Fragmento proporcionado -

- - - - - - -

En 1941 el peruano Alejandro Déustua escribió que su país era una nación “engendrada por el indio en su periodo de disolución moral y por el español en su era de decadencia. El mestizo ha heredado los defectos de ambos sin conservar las virtudes de ninguno”. En Pueblo enfermo (1909) el boliviano Alcides Arguedas sostuvo que el aymara era “cruel, vengativo y de un quietismo netamente animal”.

Brasil, por ejemplo, está ensayando la discriminación positiva, siguiendo el modelo de la ‘affirmative action’ de EEUU estableciendo cuotas raciales para pretos y pardos en el acceso a universidades y la administración pública.

El problema para aplicar estas políticas en un país de 200 millones de habitantes en el que casi todos reconocen tener ancestros de diferentes razas es elemental: ¿quién es realmente negro, o blanco, o indio? ¿Es suficiente decir, como ahora, que uno es negro –o blanco– para serlo? ¿Debería existir una especie de tribunal racial que clasifique a las personas de acuerdo a un genotipo racial específico?

Los brillantes ensayos reunidos en este magnífico –y más que oportuno– libro Raza y política en Hispanoamérica explican por qué América Latina sabe ahora que tiene un problema racial pero también por qué está aún lejos de saber cómo resolverlo.

La perspectiva de sus coordinadores es privilegiada. Tomás Pérez Vejo (Caloca, Cantabria) es un reconocido historiador, latinoamericanista y catedrático del Colegio de México que fue condecorado en 2018 por el presidente Enrique Peña Nieto con el Águila Azteca, el mayor reconocimiento del Estado para los no mexicanos.

Pablo Yankelevich, por su parte, es historiador argentino, profesor investigador del Centro de Estudios Históricos del Colegio de México y autor de Nación y extranjería (2009), un libro ya clásico sobre la exclusión racial en las políticas migratorias de Argentina, Brasil, Cuba y México.

- - - - - - -

Filas almacenadas -
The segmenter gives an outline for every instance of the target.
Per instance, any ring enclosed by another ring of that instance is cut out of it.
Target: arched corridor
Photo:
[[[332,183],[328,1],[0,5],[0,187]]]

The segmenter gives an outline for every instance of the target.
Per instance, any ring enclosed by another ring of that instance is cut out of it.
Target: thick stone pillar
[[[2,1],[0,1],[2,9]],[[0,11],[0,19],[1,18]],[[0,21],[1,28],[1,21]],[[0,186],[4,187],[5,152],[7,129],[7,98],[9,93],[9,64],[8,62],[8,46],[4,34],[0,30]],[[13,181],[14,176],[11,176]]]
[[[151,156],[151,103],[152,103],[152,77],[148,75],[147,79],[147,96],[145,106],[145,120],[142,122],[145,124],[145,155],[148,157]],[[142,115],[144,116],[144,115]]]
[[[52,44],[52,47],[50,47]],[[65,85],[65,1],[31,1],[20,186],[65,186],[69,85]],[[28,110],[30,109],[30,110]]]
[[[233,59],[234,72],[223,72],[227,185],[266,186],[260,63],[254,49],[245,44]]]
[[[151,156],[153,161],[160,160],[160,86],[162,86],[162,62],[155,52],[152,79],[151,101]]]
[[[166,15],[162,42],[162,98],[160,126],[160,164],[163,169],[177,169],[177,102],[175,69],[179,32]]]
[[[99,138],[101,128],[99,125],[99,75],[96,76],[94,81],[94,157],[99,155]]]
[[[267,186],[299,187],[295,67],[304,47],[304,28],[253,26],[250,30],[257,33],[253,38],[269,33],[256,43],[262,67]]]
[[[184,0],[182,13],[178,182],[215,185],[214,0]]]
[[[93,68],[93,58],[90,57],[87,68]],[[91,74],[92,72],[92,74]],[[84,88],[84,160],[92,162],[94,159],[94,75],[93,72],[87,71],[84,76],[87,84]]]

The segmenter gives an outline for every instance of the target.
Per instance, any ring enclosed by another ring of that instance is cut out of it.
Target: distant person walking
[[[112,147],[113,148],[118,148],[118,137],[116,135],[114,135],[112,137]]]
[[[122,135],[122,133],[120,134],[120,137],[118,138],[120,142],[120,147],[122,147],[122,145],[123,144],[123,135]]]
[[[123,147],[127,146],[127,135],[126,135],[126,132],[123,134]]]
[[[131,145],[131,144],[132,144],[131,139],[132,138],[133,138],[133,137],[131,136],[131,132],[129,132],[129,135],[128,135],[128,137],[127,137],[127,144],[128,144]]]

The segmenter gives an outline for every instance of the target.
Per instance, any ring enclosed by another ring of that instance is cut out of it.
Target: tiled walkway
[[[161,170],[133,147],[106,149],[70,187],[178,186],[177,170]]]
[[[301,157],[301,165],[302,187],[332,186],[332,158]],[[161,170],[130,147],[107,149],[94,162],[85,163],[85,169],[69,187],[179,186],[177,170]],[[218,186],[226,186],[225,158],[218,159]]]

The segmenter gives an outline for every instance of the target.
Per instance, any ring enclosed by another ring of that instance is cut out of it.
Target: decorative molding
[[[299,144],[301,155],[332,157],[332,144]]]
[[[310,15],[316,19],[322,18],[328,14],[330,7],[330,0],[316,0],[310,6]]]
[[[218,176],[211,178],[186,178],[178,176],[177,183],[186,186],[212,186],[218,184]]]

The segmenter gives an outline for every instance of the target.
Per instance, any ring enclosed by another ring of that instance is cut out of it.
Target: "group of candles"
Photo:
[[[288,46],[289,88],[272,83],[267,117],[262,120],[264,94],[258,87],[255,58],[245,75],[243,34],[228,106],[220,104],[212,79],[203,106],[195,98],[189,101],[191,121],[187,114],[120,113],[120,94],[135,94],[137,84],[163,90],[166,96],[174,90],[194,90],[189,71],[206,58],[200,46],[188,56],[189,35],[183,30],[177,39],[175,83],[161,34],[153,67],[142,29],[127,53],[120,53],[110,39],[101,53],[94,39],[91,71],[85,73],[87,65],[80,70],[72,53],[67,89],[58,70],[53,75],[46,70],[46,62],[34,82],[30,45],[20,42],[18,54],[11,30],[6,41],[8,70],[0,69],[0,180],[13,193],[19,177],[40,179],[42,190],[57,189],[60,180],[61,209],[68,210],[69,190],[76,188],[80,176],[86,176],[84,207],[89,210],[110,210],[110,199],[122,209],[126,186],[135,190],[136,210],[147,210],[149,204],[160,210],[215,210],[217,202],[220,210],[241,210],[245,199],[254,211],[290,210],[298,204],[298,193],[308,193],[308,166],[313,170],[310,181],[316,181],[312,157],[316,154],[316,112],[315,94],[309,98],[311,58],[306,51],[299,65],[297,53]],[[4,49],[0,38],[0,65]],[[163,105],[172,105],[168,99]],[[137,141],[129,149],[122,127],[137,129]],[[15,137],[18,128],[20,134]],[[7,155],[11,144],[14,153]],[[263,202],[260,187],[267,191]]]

- - - - - - -

Ejercicio planteado 1 -
Responde estas preguntas con datos del fragmento:
(a) ¿En qué año publicó Alcides Arguedas Pueblo enfermo?
(b) ¿Qué condecoración recibió Tomás Pérez Vejo en 2018 y de manos de quién?
(c) ¿Qué países abarca el estudio de Pablo Yankelevich en Nación y extranjería?
Ejercicio planteado 2 -
Reproduce sin cambios el pasaje del fragmento que empieza con "El problema para" y continúa hasta "genotipo racial específico?".
El material no tiene relación alguna con el fragmento.

Resultado 1 -
(a) En 1909.
(b) El Águila Azteca, otorgada por el presidente Enrique Peña Nieto.
(c) Argentina, Brasil, Cuba y México.

Resultado 2 -
El problema para aplicar estas políticas en un país de 200 millones de habitantes en el que casi todos reconocen tener ancestros de diferentes razas es elemental: ¿quién es realmente negro, o blanco, o indio? ¿Es suficiente decir, como ahora, que uno es negro –o blanco– para serlo? ¿Debería existir una especie de tribunal racial que clasifique a las personas de acuerdo a un genotipo racial específico?